## [SUPPLIED INFORMATION]
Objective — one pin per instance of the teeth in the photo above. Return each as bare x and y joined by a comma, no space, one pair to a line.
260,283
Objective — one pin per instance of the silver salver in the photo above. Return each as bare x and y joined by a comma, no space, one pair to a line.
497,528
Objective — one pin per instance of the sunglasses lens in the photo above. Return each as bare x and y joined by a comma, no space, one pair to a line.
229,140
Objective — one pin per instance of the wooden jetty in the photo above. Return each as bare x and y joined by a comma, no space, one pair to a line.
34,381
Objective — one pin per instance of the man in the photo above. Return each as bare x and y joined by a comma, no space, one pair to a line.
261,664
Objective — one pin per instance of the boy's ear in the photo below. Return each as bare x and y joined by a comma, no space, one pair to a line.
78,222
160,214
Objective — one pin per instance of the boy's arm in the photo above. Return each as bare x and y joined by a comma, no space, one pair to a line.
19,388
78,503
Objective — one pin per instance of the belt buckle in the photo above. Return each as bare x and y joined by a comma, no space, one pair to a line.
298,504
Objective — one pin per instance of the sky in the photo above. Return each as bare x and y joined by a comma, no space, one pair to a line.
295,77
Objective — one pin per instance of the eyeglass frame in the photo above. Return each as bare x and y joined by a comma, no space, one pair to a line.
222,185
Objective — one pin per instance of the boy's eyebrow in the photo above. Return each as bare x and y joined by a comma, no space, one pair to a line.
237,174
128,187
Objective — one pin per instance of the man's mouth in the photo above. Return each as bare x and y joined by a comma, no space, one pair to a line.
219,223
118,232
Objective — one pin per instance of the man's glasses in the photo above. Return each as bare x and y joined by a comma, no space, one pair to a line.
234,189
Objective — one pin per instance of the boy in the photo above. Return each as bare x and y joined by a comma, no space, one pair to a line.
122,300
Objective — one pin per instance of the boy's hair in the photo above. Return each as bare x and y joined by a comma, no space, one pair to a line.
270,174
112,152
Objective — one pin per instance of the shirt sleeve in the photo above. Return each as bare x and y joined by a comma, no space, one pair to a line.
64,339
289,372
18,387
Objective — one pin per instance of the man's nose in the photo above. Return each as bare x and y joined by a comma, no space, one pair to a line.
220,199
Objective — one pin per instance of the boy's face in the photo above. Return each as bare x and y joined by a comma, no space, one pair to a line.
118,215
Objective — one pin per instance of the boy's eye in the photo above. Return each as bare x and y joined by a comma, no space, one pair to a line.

## [TASK PROMPT]
Return all of the entries word for word.

## [WRITTEN SOLUTION]
Objective — one pin per instance of the teeth in the photo above. Return each as bare x and y joined by a comma, no space, one pair to a line.
260,283
Objective — one pin per instance of the silver salver in the photo above. Return each as bare x and y joined by a comma, no space, one pair to a line.
497,528
Objective — one pin per instance of the sunglasses lens in the photo above. Return each as bare x and y joined by a comma, no space, one pair to a line.
229,140
Objective — one pin per instance of the wooden jetty in the photo above. Return each as bare x and y joined by a comma, no space, one pair to a line.
34,381
Objective — one pin per instance of the man in the photo above. Return each as bare x and y joined by a comma, no space, one pair to a line.
261,664
Objective — one pin per instance of the boy's ear in the photo below. Return each as bare x and y joined by a comma, no space, one pair to a line.
78,222
160,214
Objective — one pin per instance of the boy's arm in the photo above. Return each as bare x and y joined by a comma, no space, one pair to a line.
19,388
78,503
Objective — one pin per instance of the belt buckle in the photo above. Return each as bare x and y joined by a comma, no space, one pair to a line.
298,504
Objective — one pin per instance of the sky in the photo above. Return each as bare x and y joined by a comma, no space, one pair to a line.
295,77
Objective — one pin per instance of the eyeglass frame in the photo above. Return each as bare x and y joined by a comma, no space, one pair to a line.
222,185
Objective — one pin per instance of the boy's eyebrow in the photo above. Return each as bare x and y joined by a comma, no space, one pair to a line.
237,174
128,187
Objective — one pin per instance of the man's mouth in the photo above. Return each as bare x and y joined by a comma, no space, one pair to a line.
219,223
118,232
Objective — one pin per instance of the man's glasses in the photo above. Return each as bare x and y joined by a comma, no space, one pair to a line.
234,189
Objective — one pin per instance of the boy in the photo above. Return each as bare x and y joined by a comma, no space, one pair to a line.
122,300
Objective — one pin per instance of the boy's hair in the photo above. Return each as bare x and y joined by a comma, no space, one pair to a line.
270,174
112,152
Objective — one pin per instance of the shirt sleeve in the photo above. Return each as bare x and y joined by a comma, no space, one pair to a line.
64,339
289,372
18,387
Objective — one pin per instance of the man's nose in the photo above. Return each as bare x and y joined by a comma, no space, one pair to a line.
220,199
Objective — one pin per instance of the boy's face in the photo above. Return each as bare x and y joined by a comma, no space, one pair to a line.
118,215
Objective — one pin per instance of the boy's eye in the photo above. Return each as bare x and y joined by a comma, no space, one pair to a line.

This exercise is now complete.